PROVIDED INFORMATION:
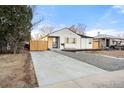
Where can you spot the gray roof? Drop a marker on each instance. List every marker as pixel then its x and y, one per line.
pixel 106 36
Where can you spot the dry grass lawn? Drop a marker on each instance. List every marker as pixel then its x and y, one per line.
pixel 114 53
pixel 17 71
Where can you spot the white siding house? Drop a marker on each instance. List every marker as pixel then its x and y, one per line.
pixel 66 38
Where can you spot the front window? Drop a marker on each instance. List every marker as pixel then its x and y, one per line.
pixel 70 40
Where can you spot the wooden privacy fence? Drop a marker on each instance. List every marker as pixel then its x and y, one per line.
pixel 38 45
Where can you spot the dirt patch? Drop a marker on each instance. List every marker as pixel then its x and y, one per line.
pixel 115 53
pixel 16 71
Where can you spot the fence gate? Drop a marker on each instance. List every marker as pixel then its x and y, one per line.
pixel 38 45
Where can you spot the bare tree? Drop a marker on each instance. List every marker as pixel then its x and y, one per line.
pixel 79 28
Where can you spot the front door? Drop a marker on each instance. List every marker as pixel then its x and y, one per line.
pixel 107 42
pixel 55 42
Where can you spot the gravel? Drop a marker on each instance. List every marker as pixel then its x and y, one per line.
pixel 106 63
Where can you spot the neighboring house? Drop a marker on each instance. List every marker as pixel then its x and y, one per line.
pixel 104 41
pixel 66 38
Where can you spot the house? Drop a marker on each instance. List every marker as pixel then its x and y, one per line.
pixel 102 41
pixel 68 39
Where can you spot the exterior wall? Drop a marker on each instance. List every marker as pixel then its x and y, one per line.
pixel 50 40
pixel 65 33
pixel 87 43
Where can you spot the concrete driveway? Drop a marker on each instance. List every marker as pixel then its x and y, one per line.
pixel 52 68
pixel 103 62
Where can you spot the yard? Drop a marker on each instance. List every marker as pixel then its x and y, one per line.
pixel 17 71
pixel 114 53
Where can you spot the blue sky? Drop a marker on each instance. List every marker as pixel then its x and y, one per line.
pixel 106 19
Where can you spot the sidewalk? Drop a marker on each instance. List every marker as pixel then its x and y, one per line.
pixel 53 68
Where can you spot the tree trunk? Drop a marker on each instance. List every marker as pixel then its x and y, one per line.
pixel 15 47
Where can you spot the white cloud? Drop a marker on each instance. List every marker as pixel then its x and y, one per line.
pixel 120 7
pixel 113 32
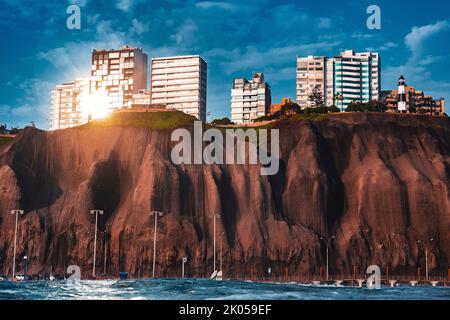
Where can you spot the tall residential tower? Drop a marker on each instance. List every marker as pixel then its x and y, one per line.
pixel 349 77
pixel 119 74
pixel 250 99
pixel 67 104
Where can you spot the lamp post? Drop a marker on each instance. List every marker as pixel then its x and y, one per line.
pixel 17 213
pixel 327 240
pixel 221 250
pixel 104 252
pixel 182 267
pixel 425 247
pixel 215 216
pixel 96 213
pixel 25 258
pixel 156 214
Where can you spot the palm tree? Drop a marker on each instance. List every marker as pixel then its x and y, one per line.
pixel 339 97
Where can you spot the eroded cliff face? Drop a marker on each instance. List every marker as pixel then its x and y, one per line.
pixel 377 182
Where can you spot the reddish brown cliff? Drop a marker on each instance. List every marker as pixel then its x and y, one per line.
pixel 378 182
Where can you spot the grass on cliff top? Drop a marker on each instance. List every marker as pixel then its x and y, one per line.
pixel 5 140
pixel 149 120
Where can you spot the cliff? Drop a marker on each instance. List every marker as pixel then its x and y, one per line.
pixel 378 182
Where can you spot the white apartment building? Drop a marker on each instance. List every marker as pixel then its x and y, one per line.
pixel 343 79
pixel 180 83
pixel 250 99
pixel 310 74
pixel 119 74
pixel 66 104
pixel 357 77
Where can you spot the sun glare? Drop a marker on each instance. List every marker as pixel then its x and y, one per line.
pixel 96 105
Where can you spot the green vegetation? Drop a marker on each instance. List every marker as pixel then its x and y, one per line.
pixel 316 97
pixel 150 120
pixel 372 106
pixel 310 117
pixel 223 121
pixel 321 110
pixel 5 140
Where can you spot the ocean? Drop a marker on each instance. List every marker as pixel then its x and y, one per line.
pixel 201 289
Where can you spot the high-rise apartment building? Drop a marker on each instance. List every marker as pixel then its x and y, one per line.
pixel 250 99
pixel 180 83
pixel 350 77
pixel 310 74
pixel 356 77
pixel 67 104
pixel 119 74
pixel 406 99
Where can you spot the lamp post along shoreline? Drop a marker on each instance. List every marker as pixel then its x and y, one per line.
pixel 327 241
pixel 96 213
pixel 156 214
pixel 425 244
pixel 17 213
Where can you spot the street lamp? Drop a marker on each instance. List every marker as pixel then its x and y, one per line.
pixel 17 213
pixel 25 258
pixel 425 246
pixel 215 216
pixel 96 213
pixel 156 214
pixel 328 243
pixel 182 267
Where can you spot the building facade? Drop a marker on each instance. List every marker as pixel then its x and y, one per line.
pixel 119 74
pixel 180 83
pixel 275 107
pixel 349 77
pixel 250 99
pixel 311 73
pixel 357 77
pixel 406 99
pixel 67 104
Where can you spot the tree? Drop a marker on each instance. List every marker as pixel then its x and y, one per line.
pixel 339 97
pixel 223 121
pixel 356 107
pixel 334 109
pixel 376 106
pixel 289 109
pixel 316 97
pixel 15 130
pixel 317 110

EXERCISE GOAL:
Leaving out the pictures, repeat all of the entries exactly.

THE COMPLETED TASK:
Where can you spot the gray roof? Drop a marker on each instance. List every marker as pixel then its x and y, one per line.
pixel 106 36
Where can you spot the dry grass lawn? Drop a marker on each instance. List every marker as pixel then its x and y, one per line.
pixel 114 53
pixel 17 71
Where can you spot the white siding house? Drop a marker on each instance. List every marker as pixel then its x and y, one per line.
pixel 66 38
Where can you spot the front window? Drop a marker on each instance. List every marker as pixel then its x and y, one per line.
pixel 70 40
Where can you spot the wooden privacy fence? Drop a marker on each instance. List every marker as pixel then its x and y, one per line.
pixel 38 45
Where can you spot the dirt patch? Drop a marker on each instance. List every marker as pixel then its x and y, one per line.
pixel 115 53
pixel 16 71
Where can you spot the fence gate? Drop a marker on each instance. List every marker as pixel then its x and y, one per line.
pixel 38 45
Where can you spot the bare tree? Drop a marker on each instance. List every marker as pixel then its x and y, one per line.
pixel 79 28
Where can you spot the front door? Drop a marker on each instance. List every marker as pixel then its x and y, one per line.
pixel 107 42
pixel 55 42
Where can you spot the gravel? Drop a marker on each instance. List every marker as pixel then its x and y, one per line.
pixel 106 63
Where can you spot the neighboring house? Drop a marker on each instance. List every marker as pixel then its x and y, one per line.
pixel 104 41
pixel 66 38
Where can you spot the house? Drop a marker on each instance. List every marker as pixel then its x and y, one per line.
pixel 102 41
pixel 68 39
Where can you spot the exterior wall? Drop a marker on each instance. List every marker as pixel then its x and y, one per line.
pixel 50 40
pixel 65 33
pixel 87 43
Where can you spot the concrete driveway? Drop a marker on each instance. List every marker as pixel then its x and y, one per line.
pixel 52 68
pixel 103 62
Where can you spot the yard? Drop a marker on each instance. List every marker as pixel then its x and y, one per line.
pixel 17 71
pixel 114 53
Where can you spot the blue sky? Drop a marker on each instance. List every marker as pixel then its x and y, one per line.
pixel 106 19
Where can you spot the sidewalk? Drop a marker on each instance. List every marker as pixel then its x and y, one per line.
pixel 53 68
Where can you spot the tree trunk? Drop a marker on each instance. List every marker as pixel then its x and y, one per line.
pixel 15 47
Where can you spot the white cloud? Drop a marker on each instance. List every marker as pixel then its x and y, one per line.
pixel 120 7
pixel 113 32
Where can you spot the tall residential tower? Drop a marker on each instance. List every marker as pixel then its x and y, one per line.
pixel 349 77
pixel 119 74
pixel 250 99
pixel 67 104
Where can you spot the lamp post? Drop a marker on each instance. List every marker as pixel then its x and y, one per line.
pixel 17 213
pixel 327 240
pixel 221 250
pixel 104 252
pixel 182 267
pixel 425 247
pixel 215 216
pixel 96 213
pixel 25 258
pixel 156 214
Where can you spot the palm tree? Drop a marker on each instance. List every marker as pixel then its x and y, one per line.
pixel 339 97
Where can you spot the eroded cliff face? Drop a marker on each instance. List every marker as pixel then its x and y, one per line.
pixel 377 182
Where can you spot the reddish brown cliff? Drop a marker on each instance. List every marker as pixel then its x and y, one per line.
pixel 378 182
Where can you spot the grass on cliff top? Drop a marker on each instance. List every marker as pixel then its x and y, one per line.
pixel 5 140
pixel 149 120
Where can you spot the cliff? Drop a marker on each instance. List every marker as pixel then its x and y, one per line.
pixel 378 182
Where can you spot the white apartment building? Drop a marker on each instance. List every marker as pixel then its x and y, one per line.
pixel 343 79
pixel 180 83
pixel 250 99
pixel 310 74
pixel 119 74
pixel 66 104
pixel 357 77
Where can you spot the sun glare? Drop a marker on each instance. List every marker as pixel then its x and y, one per line.
pixel 96 105
Where can you spot the green vegetation? Drop a marker on each instance. List every marker as pixel then its x and y, one per line.
pixel 316 97
pixel 150 120
pixel 372 106
pixel 310 117
pixel 223 121
pixel 321 110
pixel 5 140
Where can you spot the ocean? Drop a marker on each instance. List every marker as pixel then its x and y, one per line.
pixel 201 289
Where can you spot the high-rise apartment building? Drop a marker on each instance. List every marker as pixel then its x and y, one per line.
pixel 250 99
pixel 180 83
pixel 350 77
pixel 310 74
pixel 356 77
pixel 67 104
pixel 119 74
pixel 406 99
Where can you spot the lamp post along shoreline? Drop a marker on each instance. List every marker as pixel then its x and y, one per line.
pixel 327 241
pixel 96 213
pixel 156 214
pixel 425 244
pixel 17 213
Where can you spot the street lamp? Drop a marker on each instance. List every marker as pixel then its x and y, one per line.
pixel 17 213
pixel 25 258
pixel 425 246
pixel 215 216
pixel 96 213
pixel 156 214
pixel 328 243
pixel 182 267
Where can you spot the building facade? Drop a marker on each instance. List every marker as pixel then its x and y, one per line.
pixel 119 74
pixel 180 83
pixel 275 107
pixel 349 77
pixel 250 99
pixel 311 73
pixel 357 77
pixel 406 99
pixel 67 104
Where can you spot the tree? Drop a marker on each instance. List every marker as pixel then its x and y, one per line.
pixel 339 97
pixel 223 121
pixel 356 107
pixel 334 109
pixel 376 106
pixel 289 109
pixel 316 97
pixel 15 130
pixel 317 110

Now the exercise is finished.